BEGIN AVAILABLE RECORDS
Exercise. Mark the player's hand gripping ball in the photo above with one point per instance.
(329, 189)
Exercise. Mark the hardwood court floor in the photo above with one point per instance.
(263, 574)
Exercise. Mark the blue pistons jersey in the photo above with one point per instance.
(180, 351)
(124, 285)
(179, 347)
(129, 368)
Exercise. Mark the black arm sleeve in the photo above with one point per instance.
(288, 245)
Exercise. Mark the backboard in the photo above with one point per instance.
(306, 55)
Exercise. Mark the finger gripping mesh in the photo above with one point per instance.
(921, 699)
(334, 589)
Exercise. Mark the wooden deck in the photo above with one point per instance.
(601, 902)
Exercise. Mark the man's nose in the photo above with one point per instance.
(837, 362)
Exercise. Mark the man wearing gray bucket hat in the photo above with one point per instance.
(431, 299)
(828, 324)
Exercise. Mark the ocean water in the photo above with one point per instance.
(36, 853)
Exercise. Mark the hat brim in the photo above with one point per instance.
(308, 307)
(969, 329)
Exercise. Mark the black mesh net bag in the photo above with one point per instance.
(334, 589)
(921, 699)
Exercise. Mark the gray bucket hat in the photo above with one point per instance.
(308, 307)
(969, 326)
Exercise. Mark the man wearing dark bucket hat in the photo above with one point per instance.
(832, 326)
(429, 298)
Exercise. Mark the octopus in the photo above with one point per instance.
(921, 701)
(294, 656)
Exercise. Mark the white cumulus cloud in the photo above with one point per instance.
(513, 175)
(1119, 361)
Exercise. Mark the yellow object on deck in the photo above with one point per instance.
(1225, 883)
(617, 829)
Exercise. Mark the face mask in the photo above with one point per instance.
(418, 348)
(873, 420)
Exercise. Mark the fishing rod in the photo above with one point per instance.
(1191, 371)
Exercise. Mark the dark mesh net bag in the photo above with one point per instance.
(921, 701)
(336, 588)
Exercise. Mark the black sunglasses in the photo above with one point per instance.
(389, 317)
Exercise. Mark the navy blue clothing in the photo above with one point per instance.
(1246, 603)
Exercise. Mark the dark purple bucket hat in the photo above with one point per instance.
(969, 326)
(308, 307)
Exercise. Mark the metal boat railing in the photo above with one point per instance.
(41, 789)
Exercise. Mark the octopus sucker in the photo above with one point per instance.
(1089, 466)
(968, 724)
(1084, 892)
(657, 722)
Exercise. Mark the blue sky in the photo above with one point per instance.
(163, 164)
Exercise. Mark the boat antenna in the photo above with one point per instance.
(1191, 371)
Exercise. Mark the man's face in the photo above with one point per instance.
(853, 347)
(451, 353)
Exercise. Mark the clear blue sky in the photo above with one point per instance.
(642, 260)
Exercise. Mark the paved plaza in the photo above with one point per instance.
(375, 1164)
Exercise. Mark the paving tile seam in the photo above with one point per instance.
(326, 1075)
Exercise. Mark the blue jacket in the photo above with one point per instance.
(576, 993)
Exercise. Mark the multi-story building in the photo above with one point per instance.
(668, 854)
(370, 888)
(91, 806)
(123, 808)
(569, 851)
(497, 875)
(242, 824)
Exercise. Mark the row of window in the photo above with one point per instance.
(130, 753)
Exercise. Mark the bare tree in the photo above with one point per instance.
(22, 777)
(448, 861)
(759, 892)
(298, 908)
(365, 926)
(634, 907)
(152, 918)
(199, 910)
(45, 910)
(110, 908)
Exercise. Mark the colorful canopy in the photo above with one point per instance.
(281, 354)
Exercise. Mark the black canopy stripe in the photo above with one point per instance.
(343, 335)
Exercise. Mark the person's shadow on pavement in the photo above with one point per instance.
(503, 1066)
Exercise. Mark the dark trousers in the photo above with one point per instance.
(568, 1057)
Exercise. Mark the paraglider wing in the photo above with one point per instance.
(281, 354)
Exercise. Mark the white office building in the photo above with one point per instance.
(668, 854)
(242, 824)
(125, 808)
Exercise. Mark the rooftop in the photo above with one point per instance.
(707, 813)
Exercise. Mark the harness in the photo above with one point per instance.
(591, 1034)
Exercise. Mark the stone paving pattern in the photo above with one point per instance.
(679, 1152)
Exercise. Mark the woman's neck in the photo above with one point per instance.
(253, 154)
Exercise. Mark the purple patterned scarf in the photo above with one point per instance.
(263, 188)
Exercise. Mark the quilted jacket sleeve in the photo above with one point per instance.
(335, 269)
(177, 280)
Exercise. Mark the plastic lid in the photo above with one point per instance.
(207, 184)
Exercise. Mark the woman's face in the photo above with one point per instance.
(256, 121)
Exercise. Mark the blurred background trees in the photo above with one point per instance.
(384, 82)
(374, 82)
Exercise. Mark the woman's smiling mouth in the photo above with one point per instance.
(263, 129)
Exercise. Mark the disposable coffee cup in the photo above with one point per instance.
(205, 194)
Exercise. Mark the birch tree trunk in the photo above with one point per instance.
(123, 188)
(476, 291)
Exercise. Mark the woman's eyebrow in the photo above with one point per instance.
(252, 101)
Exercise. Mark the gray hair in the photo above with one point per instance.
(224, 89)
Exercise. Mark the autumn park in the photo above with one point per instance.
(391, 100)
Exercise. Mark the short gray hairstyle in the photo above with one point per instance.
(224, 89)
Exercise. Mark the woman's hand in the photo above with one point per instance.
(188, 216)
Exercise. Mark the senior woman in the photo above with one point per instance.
END AVAILABLE RECORDS
The records must be reproduced in full. Nothing should differ.

Exercise. Mark the player's hand gripping ball in the photo above with one point per instance.
(329, 189)
Exercise. Mark the hardwood court floor in the photo above with one point per instance.
(263, 574)
Exercise. Mark the blue pistons jersey in the photo above with one point per instance.
(180, 351)
(124, 285)
(179, 347)
(129, 368)
Exercise. Mark the black arm sleeve in the photo above with one point per instance.
(288, 245)
Exercise. Mark the backboard in the photo above with one point per instance.
(306, 55)
Exercise. Mark the finger gripping mesh in the photo above with one point per instance.
(921, 699)
(334, 589)
Exercise. Mark the wooden deck in the photo above with one point per instance.
(601, 902)
Exercise. Mark the man's nose in the photo above with one point per instance.
(837, 362)
Exercise. Mark the man wearing gray bucket hat in the photo above with one point per instance.
(431, 299)
(828, 324)
Exercise. Mark the ocean water in the photo above with one point per instance.
(36, 853)
Exercise. Mark the hat brim in the photo above with one point per instance.
(308, 307)
(969, 329)
Exercise. Mark the black mesh net bag in the photo above with one point per instance.
(334, 589)
(921, 699)
Exercise. Mark the gray bucket hat in the photo above with one point per instance.
(308, 307)
(969, 326)
Exercise. Mark the man wearing dark bucket hat in the photo above with one point per instance.
(832, 326)
(429, 298)
Exercise. Mark the octopus in the photo above with one point per instance.
(921, 701)
(294, 656)
Exercise. Mark the white cumulus cloud in the photo above with one point per instance.
(513, 175)
(1119, 361)
Exercise. Mark the yellow object on deck in the photo above with one point per instance.
(1225, 883)
(617, 829)
Exercise. Mark the face mask in the photo above with one point per instance.
(418, 348)
(873, 420)
Exercise. Mark the fishing rod in the photo above with one point per instance.
(1191, 371)
Exercise. Mark the dark mesh net bag in the photo above with one point per instance.
(921, 701)
(336, 588)
Exercise. Mark the black sunglasses in the photo above with one point per instance.
(389, 317)
Exercise. Mark the navy blue clothing in the photo above with one point per instance.
(1246, 603)
Exercise. Mark the dark purple bucket hat in the photo above with one point per instance.
(969, 326)
(308, 307)
Exercise. Mark the metal boat railing in the photo above with one point per instance.
(41, 789)
Exercise. Mark the octopus sucker in the photo above with one point per instance.
(1089, 466)
(968, 724)
(1084, 892)
(657, 722)
Exercise. Mark the blue sky in the photo above with one point per instance.
(163, 164)
Exercise. Mark the boat antenna in the photo above with one point per instance.
(1191, 371)
Exercise. Mark the man's face in the photo above with one point per instance.
(853, 347)
(451, 353)
Exercise. Mark the clear blue sky in the photo above with one point per instance.
(642, 260)
Exercise. Mark the paved plaza in the photo above with one point per instance.
(375, 1164)
Exercise. Mark the paving tile seam in the photo above with one point per instance.
(326, 1075)
Exercise. Mark the blue jacket in the photo above with one point per instance.
(576, 993)
Exercise. Mark the multi-story building in the photo above with one point per instance.
(668, 854)
(370, 888)
(91, 806)
(123, 808)
(569, 851)
(497, 875)
(242, 824)
Exercise. Mark the row of window in the photo above with one point per instance.
(130, 753)
Exercise. Mark the bare tree in the photo above with one point per instance.
(22, 777)
(448, 861)
(759, 892)
(298, 908)
(365, 926)
(634, 907)
(152, 918)
(199, 910)
(45, 910)
(110, 908)
Exercise. Mark the colorful canopy in the photo above with one point per instance.
(281, 354)
Exercise. Mark the black canopy stripe in the photo above with one point per instance.
(343, 335)
Exercise. Mark the person's shadow on pavement in the photo above with one point per instance.
(503, 1066)
Exercise. Mark the dark trousers in the photo above with one point per instance.
(568, 1057)
Exercise. Mark the paraglider wing in the photo above with one point per instance.
(281, 354)
Exercise. Mark the white office building in the photo above with one point per instance.
(668, 854)
(242, 824)
(125, 808)
Exercise. Mark the rooftop in the photo above with one point per instance.
(707, 813)
Exercise. Mark the harness in the photo above with one point per instance.
(591, 1034)
Exercise. Mark the stone paving pattern in the photo above with one point per instance.
(679, 1152)
Exercise. Mark the woman's neck in the photo above with one point per instance.
(253, 154)
Exercise. Mark the purple patterned scarf in the photo above with one point per instance.
(263, 188)
Exercise. Mark the quilted jacket sleeve in the photo above with one point per instance.
(335, 269)
(177, 280)
Exercise. Mark the plastic lid in the photo above with one point per instance.
(207, 184)
Exercise. Mark the woman's face in the photo above with one point per instance.
(256, 121)
Exercise. Mark the blurred background trees in the photo above with one point per instance.
(384, 82)
(374, 82)
Exercise. Mark the woman's smiling mouth in the photo above with one point per instance.
(263, 129)
Exercise. Mark the disposable coffee cup in the photo above with one point per instance.
(205, 194)
Exercise. Mark the birch tree trunk in the photo above with one point per instance.
(123, 188)
(476, 291)
Exercise. Mark the woman's eyebrow in the photo above with one point per instance.
(252, 101)
Exercise. Mark the gray hair in the photo above with one point per instance.
(224, 89)
Exercise. Mark the autumn park in the photo above with one point per instance.
(391, 100)
Exercise. Mark the short gray hairstyle in the photo above with one point per instance.
(224, 89)
Exercise. Mark the woman's hand in the photo above with one point per instance.
(188, 216)
Exercise. Mark the senior woman in the photo above with one point per instance.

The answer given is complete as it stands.